*Task details*: Return, word for word, the lines of the entries starting at the line that contains "Performance-review request: for every instance of the distant" and ending with the last line of the entries, both included.

*Extracted data entries*:
————

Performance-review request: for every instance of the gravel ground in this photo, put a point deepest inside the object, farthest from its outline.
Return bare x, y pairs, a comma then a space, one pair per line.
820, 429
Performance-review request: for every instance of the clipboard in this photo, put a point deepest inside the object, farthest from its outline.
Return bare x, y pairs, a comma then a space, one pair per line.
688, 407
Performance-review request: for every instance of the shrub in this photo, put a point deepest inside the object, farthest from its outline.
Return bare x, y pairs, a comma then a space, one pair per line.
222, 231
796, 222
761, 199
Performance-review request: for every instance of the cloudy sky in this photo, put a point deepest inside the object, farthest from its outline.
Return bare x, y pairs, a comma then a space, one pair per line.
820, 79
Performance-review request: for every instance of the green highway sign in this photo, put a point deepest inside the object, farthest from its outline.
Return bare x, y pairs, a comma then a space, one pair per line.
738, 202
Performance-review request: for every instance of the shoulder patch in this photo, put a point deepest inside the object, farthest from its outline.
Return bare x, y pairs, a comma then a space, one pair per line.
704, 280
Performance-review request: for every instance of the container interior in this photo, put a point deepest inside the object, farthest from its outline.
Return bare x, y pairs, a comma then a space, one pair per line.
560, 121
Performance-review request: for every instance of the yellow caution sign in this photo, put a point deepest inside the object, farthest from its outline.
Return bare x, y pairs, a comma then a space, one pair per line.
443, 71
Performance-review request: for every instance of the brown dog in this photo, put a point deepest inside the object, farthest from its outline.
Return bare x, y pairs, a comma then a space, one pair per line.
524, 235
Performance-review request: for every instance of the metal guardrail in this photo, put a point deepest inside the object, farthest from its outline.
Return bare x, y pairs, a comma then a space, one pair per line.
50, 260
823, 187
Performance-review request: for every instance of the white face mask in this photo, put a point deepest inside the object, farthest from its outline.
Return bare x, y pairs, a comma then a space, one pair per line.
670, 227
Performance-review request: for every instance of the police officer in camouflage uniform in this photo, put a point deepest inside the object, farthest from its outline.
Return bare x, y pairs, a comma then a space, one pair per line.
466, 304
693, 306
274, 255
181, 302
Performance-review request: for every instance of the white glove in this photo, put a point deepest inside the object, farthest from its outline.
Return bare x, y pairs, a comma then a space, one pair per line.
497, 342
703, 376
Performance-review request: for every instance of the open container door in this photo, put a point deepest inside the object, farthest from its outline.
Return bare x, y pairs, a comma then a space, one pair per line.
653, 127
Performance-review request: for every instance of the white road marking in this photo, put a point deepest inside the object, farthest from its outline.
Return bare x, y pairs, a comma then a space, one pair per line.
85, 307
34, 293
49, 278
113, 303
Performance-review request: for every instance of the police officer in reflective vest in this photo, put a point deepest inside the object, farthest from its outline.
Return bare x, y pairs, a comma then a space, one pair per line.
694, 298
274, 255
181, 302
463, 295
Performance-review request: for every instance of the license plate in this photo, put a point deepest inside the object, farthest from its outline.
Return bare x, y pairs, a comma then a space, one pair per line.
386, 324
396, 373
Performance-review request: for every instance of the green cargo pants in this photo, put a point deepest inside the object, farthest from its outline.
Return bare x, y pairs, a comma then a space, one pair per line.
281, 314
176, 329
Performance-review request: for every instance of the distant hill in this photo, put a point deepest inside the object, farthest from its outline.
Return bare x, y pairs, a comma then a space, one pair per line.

————

*Result for this task*:
Performance-review request: for every instance of the distant hill in this photo, put a point deepest inside the object, farthest from its outline.
Return bare x, y pairs, a comma then a space, one pair per line.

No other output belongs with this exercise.